Краткая биографическая справка протоиерея Димитрия Василенкова
Протоиерей Димитрий Василенков рукоположен в священники в 2004 году. В 2006 году окончил Санкт-Петербургскую Духовную семинарию. С 2005 года — заместитель председателя Отдела по взаимодействию с Вооружёнными силами и правоохранительными учреждениями, председатель Отдела по взаимодействию с казачеством Санкт-Петербургской епархии.
С 2006 года по настоящее время совершил более 20 командировок на Северный Кавказ. Крестил более 900 военнослужащих и сотрудников различных силовых структур. 29 июня 2009 года во время одной из командировок был ранен в бою. Награждён орденом Мужества и другими ведомственными и общественными наградами.
В настоящее время является настоятелем строящегося воинского храма в честь Покрова Пресвятой Богородицы в Санкт-Петербурге и храма Преображения Господня при Северо-Западном региональном командовании ВВ МВД РФ, а также председателем координационного совета военно-патриотических и спортивных клубов Санкт-Петербурга и Ленинградской области при Военном отделе Санкт-Петербургской епархии.
О проекте
Мы хорошо знаем имена героев Великой Отечественной, а вот имена солдат и офицеров, которые уже в наши дни встали на защиту Отечества в очень сложное для страны время, практически неизвестны. Наши усилия направлены на то, чтобы исправить эту несправедливость.

Короткая задача 1: Сосчитайте строки записей, в которых встречается слово «every». Напишите в ответе только число.
Короткая задача 2: Подхватите текст о протоиерее Димитрии Василенкове и продолжите его сразу после последнего предложения.

Записи для упражнения:
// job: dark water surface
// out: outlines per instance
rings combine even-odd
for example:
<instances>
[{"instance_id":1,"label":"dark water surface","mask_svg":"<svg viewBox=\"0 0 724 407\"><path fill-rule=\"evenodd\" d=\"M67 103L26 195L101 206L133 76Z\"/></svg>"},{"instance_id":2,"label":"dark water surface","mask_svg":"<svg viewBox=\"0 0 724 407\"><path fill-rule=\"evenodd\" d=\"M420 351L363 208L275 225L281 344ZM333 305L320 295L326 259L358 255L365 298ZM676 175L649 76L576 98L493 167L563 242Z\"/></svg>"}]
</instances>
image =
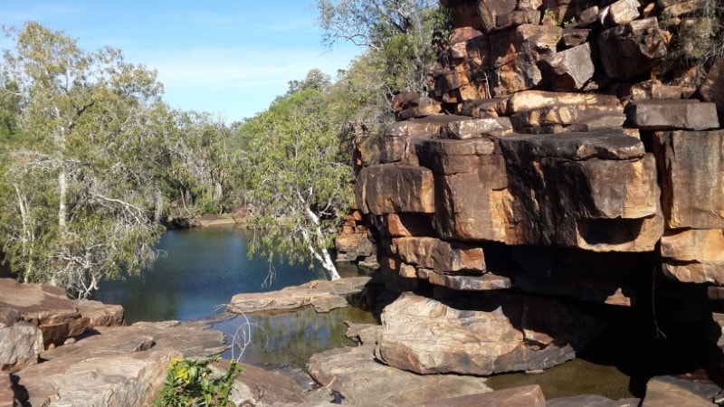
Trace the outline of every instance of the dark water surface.
<instances>
[{"instance_id":1,"label":"dark water surface","mask_svg":"<svg viewBox=\"0 0 724 407\"><path fill-rule=\"evenodd\" d=\"M167 251L152 270L126 281L105 281L94 299L120 304L127 324L137 321L206 318L224 310L232 296L262 292L323 278L308 264L275 264L276 279L262 287L269 263L248 259L246 244L252 232L233 227L169 231L158 248ZM343 276L357 275L354 269ZM344 336L345 321L370 322L371 314L354 308L318 314L311 307L289 312L252 314L214 324L229 337L249 338L243 362L304 369L310 356L327 349L353 345ZM233 352L233 354L232 354ZM224 357L238 355L228 351ZM573 394L601 394L612 399L630 397L630 377L617 368L576 359L539 374L510 374L488 379L493 389L539 384L547 398Z\"/></svg>"},{"instance_id":2,"label":"dark water surface","mask_svg":"<svg viewBox=\"0 0 724 407\"><path fill-rule=\"evenodd\" d=\"M93 299L122 305L127 324L189 320L213 317L237 293L273 291L323 278L320 269L309 264L274 264L276 278L262 287L270 266L266 260L247 257L252 233L233 227L168 231L157 245L166 255L152 270L125 281L101 282Z\"/></svg>"}]
</instances>

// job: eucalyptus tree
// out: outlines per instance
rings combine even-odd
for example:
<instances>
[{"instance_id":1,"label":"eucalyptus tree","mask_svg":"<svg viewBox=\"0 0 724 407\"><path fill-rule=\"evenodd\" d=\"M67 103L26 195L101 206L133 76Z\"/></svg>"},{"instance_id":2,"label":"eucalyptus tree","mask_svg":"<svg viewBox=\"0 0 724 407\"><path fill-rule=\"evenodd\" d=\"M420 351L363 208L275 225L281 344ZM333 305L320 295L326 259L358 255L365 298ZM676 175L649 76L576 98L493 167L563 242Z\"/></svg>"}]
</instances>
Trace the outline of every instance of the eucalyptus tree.
<instances>
[{"instance_id":1,"label":"eucalyptus tree","mask_svg":"<svg viewBox=\"0 0 724 407\"><path fill-rule=\"evenodd\" d=\"M329 233L352 199L352 169L339 149L327 95L307 88L281 98L241 126L243 178L254 205L250 249L273 261L310 257L339 274Z\"/></svg>"},{"instance_id":2,"label":"eucalyptus tree","mask_svg":"<svg viewBox=\"0 0 724 407\"><path fill-rule=\"evenodd\" d=\"M384 67L387 95L426 91L435 42L450 30L437 0L318 0L322 43L348 41L365 47Z\"/></svg>"},{"instance_id":3,"label":"eucalyptus tree","mask_svg":"<svg viewBox=\"0 0 724 407\"><path fill-rule=\"evenodd\" d=\"M158 137L139 126L162 86L119 51L85 51L37 23L12 36L0 91L18 100L23 137L4 167L3 250L25 281L87 297L156 257L160 185L143 157Z\"/></svg>"}]
</instances>

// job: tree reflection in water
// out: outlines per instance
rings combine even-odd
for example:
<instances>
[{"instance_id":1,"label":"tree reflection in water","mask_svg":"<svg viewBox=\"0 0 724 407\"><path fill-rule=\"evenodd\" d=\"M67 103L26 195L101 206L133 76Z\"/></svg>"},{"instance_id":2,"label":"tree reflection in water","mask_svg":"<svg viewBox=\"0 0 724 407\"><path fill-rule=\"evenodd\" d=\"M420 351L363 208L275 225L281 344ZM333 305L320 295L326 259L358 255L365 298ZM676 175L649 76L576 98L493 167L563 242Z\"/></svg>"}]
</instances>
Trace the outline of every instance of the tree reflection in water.
<instances>
[{"instance_id":1,"label":"tree reflection in water","mask_svg":"<svg viewBox=\"0 0 724 407\"><path fill-rule=\"evenodd\" d=\"M375 322L372 314L352 307L333 309L329 313L317 313L312 307L305 307L283 313L252 314L246 317L251 324L251 342L242 359L243 362L300 368L306 367L314 354L354 345L345 336L348 327L344 321ZM243 317L237 317L216 323L212 329L232 336L244 322ZM227 351L222 356L232 357L232 352Z\"/></svg>"}]
</instances>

Итоговый результат 1: 3

Итоговый результат 2:
В рамках проекта «ОНИ ЗАЩИЩАЛИ ОТЕЧЕСТВО» я собираю свидетельства участников афганской и кавказских военных кампаний, а также документальные фото и видео материалы. Эта работа является зримым выражением нашей глубокой благодарности советским и российским солдатам и офицерам, с честью выполнившим свой воинский долг в Афганистане и на Кавказе.
На основе собранных материалов я выпустил восемь фотоальбомов об участниках войны в Афганистане и кавказских военных кампаний. Затем вышли шесть частей книги «Из смерти в жизнь…», в которых собраны достоверные свидетельства помощи Божией нашим воинам. 25 января 2014 года в Санкт-Петербурге открыт музей «ОНИ ЗАЩИЩАЛИ ОТЕЧЕСТВО», основанный на материалах фотоальбомов и книг.
В настоящее время я готовлю к выпуску следующие издания серии «ОНИ ЗАЩИЩАЛИ ОТЕЧЕСТВО». Подробности в моём блоге . Добро пожаловать!
Сергей Галицкий
Автор серии «ОНИ ЗАЩИЩАЛИ ОТЕЧЕСТВО»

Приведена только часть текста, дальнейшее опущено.